OBJECTIVE A:
Shift the coordinates in the records by adding -24 to each number inside the boxes. Rewrite everything from the line containing "Batch job #204 — target class is printer" down to the line containing "[147,248,219,366]", and leave every other line unchanged.

READING PASSAGE:
****************************************

Monday, October 14, 2019

Picasso. Magic paintings



Musée national Picasso-Paris

1 October 2019-23 February 2020


Curators: Marilyn McCully, Michael Raeburn and Emilie Bouvard

Many of the paintings that Picasso did over a period of some four years (summer 1926-spring 1930) form a cohesive group, which Christian Zervos would later (1938) as “Tableaux magiques”. With these works principally figure paintings – Picasso opened a new chapter in his oeuvre, probing a deep emotional dimension, which anticipates the power of Guernica a decade later.

This was accompanied by formal developments that are as radical as anything he had done before, including experimentation with materials and the realization of monumental sculptural ideas in paint.

The works in the show will set not only in terms of the artist’s own development but, importantly, in the context of contemporary Surrealism and psychology (Jung vs Freud) and especially the interest among writers such as Leiris and Zervos on the magical powers ofs art.


Images

MAGIC PAINTINGS
 In the summer of 1926, in Juan-les-Pins, Pablo Picasso began work on a series of paintings that was continued into the first quarter of 1930. This group of some one hundred and fifty paintings, which use similar means of expression and a common range of subjects, was first recognised by the editor and critic Christian Zervos in a 1938 article in his journal Cahiers d’art entitled “Picasso’s Magic Paintings”. These paintings, mainly heads and figures, often set in the theatre of the artist’s studio, are based on extreme formalisation and the use of a system of signs. In time, constructions of flat planes and lines gave way to monumental sculptural forms, creating an impression of constant metamorphosis. The artist’s remarkable creative imagination led Zervos to see him as a magician, who could invent new forms that would affect the thinking of the spectator. These radical works provoked strong opinions and interpretations both at the time they were done and ever since.

"Picasso.Magic Paintings" is the first exhibition devoted specifically to this period of Picasso’s activity, including a broad selection of works.

SECRET SPELLS
Pablo Picasso's magic paintings have an expressive power that goes beyond formal representation. The sinuous lines that create double profiles or the substitutions of anatomical features seem to have the character of repeated spells or magic formulae. These works appear in series, and the spells seem to have been elaborated in sequences of drawings in his sketchbooks. In several of the seated figures and heads, the displacement of facial features, especially in the sleeping figures, contributes to their disturbing quality.

Picasso's methods seem to parallel the characteristics of magic rites and ceremonies used to invoke invisible spiritual powers.

MAGIC OBJECTS
By the mid-1920s, Pablo Picasso owned a significant collection of non-Western works, which he had started collecting early in the 20th century. The creation of the magic paintings parallels a rise in the taste for works of this kind in artistic circles. Between 1926 and 1930, Picasso was in contact with a second generation of dealers in non-Western art in Paris, including Louis Carré, André Level, Pierre Loeb and Charles Ratton, and he added to his collection with their help.

****************************************

Excerpts of bounding box data:
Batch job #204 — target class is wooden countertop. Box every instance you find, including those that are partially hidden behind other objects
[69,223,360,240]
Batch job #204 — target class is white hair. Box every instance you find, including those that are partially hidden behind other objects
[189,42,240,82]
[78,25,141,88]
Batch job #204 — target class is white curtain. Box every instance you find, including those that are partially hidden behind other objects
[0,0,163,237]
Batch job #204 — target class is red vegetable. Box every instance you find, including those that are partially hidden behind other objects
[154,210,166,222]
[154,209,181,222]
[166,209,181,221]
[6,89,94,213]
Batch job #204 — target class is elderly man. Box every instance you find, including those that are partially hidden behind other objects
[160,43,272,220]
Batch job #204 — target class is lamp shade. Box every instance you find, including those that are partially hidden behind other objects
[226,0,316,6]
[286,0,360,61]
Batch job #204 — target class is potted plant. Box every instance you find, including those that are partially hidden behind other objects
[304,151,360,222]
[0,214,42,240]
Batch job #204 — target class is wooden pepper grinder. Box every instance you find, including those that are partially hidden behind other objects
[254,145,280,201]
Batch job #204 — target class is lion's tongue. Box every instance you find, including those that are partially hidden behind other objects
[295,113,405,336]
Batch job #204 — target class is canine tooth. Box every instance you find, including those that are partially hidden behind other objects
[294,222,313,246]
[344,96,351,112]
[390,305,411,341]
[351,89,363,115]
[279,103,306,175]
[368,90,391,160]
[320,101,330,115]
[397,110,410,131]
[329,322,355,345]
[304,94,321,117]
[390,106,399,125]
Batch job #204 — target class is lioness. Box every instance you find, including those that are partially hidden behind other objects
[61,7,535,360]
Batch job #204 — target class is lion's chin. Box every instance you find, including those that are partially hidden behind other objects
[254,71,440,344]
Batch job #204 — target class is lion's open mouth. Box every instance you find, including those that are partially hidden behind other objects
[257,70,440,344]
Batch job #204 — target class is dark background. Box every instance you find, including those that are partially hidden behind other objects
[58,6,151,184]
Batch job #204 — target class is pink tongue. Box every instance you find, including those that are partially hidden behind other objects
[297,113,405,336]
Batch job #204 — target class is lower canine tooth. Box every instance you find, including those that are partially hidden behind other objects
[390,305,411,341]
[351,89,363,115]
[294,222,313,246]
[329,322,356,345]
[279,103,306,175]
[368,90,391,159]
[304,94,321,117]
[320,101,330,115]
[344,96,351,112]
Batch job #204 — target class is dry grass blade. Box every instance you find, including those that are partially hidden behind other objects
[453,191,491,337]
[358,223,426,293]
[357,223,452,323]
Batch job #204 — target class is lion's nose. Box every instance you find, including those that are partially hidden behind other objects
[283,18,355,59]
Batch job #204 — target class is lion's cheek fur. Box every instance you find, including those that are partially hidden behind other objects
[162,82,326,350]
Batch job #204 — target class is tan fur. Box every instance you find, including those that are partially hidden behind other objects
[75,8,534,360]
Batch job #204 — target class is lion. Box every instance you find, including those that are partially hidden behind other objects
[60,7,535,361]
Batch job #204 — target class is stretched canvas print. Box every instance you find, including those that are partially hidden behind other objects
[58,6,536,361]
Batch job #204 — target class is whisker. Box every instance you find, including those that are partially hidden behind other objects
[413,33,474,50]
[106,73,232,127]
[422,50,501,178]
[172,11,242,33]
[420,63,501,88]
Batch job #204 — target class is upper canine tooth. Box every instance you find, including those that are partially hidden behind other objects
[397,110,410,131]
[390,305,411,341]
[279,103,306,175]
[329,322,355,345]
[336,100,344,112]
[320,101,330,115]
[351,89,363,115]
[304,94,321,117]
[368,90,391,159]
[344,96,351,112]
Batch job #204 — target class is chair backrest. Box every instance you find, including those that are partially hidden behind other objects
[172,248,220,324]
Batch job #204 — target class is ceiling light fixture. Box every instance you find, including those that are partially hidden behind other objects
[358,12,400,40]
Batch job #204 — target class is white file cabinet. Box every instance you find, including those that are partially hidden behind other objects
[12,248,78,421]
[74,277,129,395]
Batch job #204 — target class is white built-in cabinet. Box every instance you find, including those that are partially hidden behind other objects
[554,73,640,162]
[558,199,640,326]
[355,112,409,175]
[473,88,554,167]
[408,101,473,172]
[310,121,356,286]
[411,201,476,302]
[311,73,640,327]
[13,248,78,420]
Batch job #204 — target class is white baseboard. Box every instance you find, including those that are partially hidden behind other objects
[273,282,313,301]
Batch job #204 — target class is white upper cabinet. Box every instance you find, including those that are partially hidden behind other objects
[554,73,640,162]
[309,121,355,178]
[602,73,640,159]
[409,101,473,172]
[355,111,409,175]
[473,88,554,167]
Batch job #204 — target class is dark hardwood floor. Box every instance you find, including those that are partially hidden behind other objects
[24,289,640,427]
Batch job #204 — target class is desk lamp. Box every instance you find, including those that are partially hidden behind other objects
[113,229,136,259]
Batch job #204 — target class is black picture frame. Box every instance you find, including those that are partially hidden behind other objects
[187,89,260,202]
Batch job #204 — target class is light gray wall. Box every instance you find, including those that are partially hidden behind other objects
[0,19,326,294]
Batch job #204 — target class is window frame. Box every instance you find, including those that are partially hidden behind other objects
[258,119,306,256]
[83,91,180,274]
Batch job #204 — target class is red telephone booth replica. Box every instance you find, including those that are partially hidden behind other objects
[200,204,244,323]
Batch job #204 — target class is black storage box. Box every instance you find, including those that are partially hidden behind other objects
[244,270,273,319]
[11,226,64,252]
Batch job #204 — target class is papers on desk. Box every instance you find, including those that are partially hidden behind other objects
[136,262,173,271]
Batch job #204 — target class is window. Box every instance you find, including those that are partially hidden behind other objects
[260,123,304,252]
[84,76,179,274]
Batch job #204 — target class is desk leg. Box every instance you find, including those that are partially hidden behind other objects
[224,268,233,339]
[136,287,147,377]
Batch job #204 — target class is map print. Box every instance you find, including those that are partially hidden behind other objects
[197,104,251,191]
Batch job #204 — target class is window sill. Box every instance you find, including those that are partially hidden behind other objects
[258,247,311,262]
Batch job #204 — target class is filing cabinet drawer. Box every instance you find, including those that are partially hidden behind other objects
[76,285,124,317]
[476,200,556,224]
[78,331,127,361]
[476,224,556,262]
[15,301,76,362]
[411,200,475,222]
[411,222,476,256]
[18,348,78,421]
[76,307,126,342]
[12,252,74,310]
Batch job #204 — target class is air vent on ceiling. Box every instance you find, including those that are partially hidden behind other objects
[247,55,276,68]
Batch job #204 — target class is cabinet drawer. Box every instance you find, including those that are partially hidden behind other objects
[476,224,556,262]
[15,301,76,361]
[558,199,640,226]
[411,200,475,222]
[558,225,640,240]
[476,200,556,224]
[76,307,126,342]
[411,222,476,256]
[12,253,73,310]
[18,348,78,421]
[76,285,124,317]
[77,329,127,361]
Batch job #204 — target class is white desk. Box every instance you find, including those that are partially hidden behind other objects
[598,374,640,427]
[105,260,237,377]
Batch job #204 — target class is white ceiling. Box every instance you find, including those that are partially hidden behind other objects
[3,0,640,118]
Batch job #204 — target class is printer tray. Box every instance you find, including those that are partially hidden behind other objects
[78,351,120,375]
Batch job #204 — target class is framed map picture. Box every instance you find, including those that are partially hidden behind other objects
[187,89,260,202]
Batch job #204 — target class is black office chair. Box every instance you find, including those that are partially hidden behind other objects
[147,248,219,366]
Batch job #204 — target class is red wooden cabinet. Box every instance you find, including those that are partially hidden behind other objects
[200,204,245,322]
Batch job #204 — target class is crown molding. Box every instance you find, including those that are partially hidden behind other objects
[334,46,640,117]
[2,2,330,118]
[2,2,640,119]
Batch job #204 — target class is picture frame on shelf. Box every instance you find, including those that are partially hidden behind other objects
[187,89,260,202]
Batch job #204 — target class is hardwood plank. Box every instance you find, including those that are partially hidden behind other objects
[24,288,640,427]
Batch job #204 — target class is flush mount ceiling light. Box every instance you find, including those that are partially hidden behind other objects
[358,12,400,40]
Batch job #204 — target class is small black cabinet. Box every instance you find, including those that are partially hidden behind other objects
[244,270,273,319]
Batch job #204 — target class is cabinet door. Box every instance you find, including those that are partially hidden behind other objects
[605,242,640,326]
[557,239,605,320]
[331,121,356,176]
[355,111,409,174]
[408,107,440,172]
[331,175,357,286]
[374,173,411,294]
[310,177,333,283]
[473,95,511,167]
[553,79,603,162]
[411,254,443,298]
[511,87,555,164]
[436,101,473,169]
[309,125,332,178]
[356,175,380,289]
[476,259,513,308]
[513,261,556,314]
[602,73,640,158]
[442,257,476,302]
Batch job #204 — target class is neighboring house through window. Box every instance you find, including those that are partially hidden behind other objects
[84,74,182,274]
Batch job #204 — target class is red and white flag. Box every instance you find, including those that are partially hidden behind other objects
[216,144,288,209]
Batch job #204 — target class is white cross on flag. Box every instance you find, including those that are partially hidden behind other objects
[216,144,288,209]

****************************************

OBJECTIVE B:
Reproduce the passage of the Picasso exhibition text word for word, covering everything from "The works in" down to "powers ofs art.".

TASK ANSWER A:
Batch job #204 — target class is printer tray. Box every instance you find, including those that are partially hidden behind other objects
[54,327,96,351]
Batch job #204 — target class is framed map picture. Box every instance you find, including those that are partially hidden behind other objects
[163,65,236,178]
Batch job #204 — target class is black office chair. Box every instance you find, including those that are partially hidden behind other objects
[123,224,195,342]

TASK ANSWER B:
The works in the show will set not only in terms of the artist’s own development but, importantly, in the context of contemporary Surrealism and psychology (Jung vs Freud) and especially the interest among writers such as Leiris and Zervos on the magical powers ofs art.